Work to complete — Report every line below that carries the word "woman".

Recorded data —
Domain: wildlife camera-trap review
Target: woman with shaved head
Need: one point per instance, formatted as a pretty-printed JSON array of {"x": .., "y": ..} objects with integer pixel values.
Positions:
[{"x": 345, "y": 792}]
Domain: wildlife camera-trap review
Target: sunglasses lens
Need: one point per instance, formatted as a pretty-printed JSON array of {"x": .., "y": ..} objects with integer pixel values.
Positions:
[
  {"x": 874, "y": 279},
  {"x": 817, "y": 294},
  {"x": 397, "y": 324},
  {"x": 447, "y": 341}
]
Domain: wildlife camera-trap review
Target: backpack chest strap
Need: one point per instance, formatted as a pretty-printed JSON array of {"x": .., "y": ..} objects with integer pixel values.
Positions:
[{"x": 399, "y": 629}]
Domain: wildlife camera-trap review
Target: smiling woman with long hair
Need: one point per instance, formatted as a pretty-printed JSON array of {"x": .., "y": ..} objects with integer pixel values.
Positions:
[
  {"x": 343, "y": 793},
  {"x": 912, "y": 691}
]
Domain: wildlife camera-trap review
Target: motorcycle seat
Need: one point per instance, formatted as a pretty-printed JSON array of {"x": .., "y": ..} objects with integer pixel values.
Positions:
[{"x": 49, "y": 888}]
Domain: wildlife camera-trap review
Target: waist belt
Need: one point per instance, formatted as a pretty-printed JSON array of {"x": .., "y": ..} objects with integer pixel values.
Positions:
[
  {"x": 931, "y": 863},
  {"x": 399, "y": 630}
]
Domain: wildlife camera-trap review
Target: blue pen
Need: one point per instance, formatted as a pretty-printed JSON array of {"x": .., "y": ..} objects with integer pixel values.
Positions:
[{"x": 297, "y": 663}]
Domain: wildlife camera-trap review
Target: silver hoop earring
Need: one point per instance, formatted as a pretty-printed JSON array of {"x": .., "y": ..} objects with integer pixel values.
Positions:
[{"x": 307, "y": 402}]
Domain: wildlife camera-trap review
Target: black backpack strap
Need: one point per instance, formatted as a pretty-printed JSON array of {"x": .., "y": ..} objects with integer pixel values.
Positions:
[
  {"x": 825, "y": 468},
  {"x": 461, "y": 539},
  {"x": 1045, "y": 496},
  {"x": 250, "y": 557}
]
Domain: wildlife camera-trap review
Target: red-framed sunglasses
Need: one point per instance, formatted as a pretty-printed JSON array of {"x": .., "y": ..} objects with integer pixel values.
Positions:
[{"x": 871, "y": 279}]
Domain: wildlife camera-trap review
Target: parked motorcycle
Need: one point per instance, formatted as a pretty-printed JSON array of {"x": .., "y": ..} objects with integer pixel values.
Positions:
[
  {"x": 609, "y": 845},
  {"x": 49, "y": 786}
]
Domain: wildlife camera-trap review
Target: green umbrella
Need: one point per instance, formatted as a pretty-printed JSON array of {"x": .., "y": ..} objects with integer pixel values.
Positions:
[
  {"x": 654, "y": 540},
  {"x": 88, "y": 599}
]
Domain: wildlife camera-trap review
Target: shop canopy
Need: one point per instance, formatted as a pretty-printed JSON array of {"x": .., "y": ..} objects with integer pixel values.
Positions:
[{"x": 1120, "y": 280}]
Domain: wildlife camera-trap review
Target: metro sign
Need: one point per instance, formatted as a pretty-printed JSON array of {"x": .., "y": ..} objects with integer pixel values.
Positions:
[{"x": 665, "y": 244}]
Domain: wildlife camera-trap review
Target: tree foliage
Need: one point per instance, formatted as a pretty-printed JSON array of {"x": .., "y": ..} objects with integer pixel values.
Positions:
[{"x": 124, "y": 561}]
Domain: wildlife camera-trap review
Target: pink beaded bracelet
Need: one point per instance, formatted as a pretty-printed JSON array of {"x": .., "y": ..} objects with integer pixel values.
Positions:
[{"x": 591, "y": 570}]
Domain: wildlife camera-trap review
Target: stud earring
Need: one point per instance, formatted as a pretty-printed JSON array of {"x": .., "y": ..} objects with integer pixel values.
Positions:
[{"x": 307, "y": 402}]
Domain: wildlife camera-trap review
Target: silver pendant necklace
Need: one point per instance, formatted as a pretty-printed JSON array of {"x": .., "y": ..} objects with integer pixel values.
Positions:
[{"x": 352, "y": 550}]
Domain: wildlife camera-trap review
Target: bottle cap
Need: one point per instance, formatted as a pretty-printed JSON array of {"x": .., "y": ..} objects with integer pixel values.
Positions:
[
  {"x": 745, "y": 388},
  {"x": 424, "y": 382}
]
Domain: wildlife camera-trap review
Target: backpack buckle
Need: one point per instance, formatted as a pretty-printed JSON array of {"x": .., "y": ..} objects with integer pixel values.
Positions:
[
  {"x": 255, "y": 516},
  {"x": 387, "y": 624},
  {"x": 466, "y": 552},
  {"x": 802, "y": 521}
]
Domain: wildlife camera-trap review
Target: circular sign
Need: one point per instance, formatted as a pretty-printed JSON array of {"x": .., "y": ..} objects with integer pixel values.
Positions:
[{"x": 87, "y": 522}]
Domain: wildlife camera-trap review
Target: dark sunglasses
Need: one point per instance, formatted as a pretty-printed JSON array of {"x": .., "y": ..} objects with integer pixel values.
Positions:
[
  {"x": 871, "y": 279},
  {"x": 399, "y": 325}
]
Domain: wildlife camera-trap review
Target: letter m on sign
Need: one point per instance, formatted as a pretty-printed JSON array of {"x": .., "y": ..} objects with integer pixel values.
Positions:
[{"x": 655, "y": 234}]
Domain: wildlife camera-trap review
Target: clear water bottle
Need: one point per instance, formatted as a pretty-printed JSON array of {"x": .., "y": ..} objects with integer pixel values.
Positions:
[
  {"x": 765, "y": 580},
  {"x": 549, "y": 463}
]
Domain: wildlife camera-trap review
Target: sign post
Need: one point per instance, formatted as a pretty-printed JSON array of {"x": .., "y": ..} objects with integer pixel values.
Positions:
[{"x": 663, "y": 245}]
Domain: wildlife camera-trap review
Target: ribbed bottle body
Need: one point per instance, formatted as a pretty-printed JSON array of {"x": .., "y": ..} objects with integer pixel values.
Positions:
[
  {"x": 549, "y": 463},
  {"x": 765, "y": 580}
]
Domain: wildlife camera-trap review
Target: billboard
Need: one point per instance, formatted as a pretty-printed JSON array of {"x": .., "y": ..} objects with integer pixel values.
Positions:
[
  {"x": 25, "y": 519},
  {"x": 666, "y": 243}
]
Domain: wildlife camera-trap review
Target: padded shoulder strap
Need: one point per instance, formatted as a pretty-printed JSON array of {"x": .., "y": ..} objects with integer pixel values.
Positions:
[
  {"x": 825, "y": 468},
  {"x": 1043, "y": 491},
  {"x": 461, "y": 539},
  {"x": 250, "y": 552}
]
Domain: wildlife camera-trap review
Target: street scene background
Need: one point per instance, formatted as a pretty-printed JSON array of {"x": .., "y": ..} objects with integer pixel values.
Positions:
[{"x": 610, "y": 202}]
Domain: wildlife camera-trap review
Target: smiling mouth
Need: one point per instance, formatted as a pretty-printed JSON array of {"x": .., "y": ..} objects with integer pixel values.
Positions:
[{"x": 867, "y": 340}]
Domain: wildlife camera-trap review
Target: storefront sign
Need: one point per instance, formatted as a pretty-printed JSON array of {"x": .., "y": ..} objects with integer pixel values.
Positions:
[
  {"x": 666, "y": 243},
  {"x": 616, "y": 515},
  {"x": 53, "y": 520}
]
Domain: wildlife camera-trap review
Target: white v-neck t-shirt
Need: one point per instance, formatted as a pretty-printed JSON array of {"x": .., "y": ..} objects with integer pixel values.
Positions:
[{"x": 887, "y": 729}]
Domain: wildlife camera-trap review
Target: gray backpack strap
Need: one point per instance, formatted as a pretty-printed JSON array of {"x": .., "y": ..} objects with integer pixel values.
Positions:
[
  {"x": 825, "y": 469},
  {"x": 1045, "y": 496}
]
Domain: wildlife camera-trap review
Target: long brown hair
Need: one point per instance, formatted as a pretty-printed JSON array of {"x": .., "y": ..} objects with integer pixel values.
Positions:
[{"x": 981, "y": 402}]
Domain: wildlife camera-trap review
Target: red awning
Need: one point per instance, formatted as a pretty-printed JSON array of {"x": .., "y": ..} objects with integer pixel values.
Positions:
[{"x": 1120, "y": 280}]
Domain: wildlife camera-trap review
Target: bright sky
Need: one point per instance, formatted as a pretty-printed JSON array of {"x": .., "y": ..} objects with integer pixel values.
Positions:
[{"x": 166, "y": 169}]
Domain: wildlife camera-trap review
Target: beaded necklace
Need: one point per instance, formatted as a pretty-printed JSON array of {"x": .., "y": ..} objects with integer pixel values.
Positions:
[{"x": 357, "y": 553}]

--

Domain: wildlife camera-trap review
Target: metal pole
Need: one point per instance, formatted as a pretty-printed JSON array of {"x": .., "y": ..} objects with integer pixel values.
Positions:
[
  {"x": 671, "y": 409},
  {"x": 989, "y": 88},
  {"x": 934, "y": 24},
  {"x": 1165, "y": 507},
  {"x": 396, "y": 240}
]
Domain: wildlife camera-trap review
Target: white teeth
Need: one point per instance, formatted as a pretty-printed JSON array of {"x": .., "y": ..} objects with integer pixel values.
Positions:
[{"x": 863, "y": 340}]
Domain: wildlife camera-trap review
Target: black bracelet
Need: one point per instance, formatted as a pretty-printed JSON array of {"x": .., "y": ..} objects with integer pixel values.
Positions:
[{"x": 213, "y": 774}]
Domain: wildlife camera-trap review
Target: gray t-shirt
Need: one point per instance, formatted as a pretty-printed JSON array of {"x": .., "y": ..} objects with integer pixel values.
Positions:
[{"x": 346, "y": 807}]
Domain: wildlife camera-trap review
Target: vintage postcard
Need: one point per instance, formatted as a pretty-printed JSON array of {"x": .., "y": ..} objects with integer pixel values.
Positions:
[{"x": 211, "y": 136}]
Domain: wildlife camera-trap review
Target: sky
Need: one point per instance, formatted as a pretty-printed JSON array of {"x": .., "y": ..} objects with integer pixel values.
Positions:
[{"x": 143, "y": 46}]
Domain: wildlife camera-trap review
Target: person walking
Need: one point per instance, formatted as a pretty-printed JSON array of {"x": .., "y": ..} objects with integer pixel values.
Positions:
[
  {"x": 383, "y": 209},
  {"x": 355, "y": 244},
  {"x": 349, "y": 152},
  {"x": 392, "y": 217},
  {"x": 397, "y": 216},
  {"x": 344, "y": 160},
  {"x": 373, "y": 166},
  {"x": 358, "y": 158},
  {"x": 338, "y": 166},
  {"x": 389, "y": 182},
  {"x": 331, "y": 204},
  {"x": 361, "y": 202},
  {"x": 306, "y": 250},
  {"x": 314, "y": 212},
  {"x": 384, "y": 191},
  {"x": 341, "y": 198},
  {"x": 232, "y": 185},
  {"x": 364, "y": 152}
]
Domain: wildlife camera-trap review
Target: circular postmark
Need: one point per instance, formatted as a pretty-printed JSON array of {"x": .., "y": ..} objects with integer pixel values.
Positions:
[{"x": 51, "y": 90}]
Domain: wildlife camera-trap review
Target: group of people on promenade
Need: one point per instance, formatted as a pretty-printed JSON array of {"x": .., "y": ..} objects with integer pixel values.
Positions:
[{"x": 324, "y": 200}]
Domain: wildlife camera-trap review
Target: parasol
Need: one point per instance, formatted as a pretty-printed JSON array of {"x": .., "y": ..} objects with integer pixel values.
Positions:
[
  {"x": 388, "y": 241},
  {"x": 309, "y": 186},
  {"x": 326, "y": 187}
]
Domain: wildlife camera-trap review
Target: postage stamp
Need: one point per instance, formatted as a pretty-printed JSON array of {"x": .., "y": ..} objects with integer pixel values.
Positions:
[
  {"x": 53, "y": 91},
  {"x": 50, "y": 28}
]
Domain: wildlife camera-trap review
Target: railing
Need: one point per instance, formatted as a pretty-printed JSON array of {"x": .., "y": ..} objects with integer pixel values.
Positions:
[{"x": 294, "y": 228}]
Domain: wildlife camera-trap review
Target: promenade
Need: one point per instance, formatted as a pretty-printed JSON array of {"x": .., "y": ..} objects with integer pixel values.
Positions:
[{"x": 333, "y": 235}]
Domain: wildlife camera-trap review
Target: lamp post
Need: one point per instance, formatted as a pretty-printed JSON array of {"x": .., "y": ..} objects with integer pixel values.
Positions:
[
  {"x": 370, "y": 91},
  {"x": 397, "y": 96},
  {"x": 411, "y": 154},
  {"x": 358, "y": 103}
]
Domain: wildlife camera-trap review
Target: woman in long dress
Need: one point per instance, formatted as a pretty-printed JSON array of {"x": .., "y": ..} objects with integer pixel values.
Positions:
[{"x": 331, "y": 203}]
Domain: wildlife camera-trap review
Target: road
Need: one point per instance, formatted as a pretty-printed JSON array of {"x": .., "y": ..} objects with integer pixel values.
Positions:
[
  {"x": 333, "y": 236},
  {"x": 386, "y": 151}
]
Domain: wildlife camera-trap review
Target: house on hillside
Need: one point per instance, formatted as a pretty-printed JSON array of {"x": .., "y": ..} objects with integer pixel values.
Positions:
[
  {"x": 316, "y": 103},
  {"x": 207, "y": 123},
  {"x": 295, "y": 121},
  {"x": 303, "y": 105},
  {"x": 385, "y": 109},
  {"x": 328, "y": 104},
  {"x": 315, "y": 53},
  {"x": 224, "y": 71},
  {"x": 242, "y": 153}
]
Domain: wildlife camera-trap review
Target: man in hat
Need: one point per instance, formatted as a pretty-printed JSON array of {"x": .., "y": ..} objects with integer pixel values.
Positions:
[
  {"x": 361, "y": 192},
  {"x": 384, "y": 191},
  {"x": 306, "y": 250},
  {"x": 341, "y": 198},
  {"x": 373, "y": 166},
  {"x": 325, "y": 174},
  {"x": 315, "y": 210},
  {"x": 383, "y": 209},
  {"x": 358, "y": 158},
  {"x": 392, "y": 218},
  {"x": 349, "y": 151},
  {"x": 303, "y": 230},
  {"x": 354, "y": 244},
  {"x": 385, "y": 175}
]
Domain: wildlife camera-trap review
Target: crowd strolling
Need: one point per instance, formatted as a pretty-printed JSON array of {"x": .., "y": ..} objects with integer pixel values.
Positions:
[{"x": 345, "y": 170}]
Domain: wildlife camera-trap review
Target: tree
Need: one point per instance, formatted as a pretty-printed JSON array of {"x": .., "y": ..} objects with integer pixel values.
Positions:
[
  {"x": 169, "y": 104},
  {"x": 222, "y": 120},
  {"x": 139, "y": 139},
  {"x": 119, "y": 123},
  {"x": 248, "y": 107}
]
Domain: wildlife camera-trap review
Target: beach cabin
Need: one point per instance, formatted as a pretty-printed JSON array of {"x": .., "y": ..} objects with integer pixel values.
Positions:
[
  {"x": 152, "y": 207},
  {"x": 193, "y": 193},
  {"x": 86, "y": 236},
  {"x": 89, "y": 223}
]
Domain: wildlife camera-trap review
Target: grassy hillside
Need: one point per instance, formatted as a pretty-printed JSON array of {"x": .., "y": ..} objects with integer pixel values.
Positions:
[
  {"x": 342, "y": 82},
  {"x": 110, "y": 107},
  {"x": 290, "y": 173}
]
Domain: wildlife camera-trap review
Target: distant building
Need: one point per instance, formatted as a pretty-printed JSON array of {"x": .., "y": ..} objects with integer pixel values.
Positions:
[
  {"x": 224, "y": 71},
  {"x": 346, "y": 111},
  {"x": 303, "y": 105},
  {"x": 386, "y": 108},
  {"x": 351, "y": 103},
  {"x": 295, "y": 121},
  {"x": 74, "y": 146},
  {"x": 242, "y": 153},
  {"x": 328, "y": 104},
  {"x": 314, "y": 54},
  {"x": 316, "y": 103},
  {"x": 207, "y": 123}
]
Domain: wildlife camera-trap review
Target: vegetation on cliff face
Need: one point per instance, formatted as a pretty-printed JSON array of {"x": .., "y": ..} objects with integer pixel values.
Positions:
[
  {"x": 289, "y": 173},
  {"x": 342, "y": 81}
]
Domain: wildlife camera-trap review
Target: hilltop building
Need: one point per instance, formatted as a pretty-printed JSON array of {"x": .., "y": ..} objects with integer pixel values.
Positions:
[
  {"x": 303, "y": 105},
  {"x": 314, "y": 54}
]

--

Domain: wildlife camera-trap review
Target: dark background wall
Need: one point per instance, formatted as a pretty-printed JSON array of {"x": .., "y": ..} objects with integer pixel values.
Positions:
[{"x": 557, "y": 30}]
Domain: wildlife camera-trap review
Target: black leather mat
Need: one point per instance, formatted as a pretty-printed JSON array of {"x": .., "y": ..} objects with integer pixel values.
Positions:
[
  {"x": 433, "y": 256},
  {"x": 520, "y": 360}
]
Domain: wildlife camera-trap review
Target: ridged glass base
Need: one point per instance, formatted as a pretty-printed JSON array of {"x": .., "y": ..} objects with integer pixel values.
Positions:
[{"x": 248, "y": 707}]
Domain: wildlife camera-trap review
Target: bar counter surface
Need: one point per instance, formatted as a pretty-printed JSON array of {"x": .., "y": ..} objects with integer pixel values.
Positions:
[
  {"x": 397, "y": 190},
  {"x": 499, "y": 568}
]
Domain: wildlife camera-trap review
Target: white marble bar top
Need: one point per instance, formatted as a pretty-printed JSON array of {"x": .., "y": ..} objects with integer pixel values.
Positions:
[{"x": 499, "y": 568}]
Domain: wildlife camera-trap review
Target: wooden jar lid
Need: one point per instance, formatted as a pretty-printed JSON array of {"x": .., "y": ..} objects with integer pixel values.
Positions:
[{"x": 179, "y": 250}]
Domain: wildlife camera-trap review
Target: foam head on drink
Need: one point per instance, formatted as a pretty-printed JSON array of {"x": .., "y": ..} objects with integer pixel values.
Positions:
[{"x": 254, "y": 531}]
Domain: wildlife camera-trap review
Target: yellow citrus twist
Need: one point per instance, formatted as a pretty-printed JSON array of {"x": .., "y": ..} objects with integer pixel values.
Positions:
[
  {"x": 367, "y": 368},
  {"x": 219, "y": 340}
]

Result —
Target: woman with shaved head
Target: smiling woman with long hair
Target: woman in long dress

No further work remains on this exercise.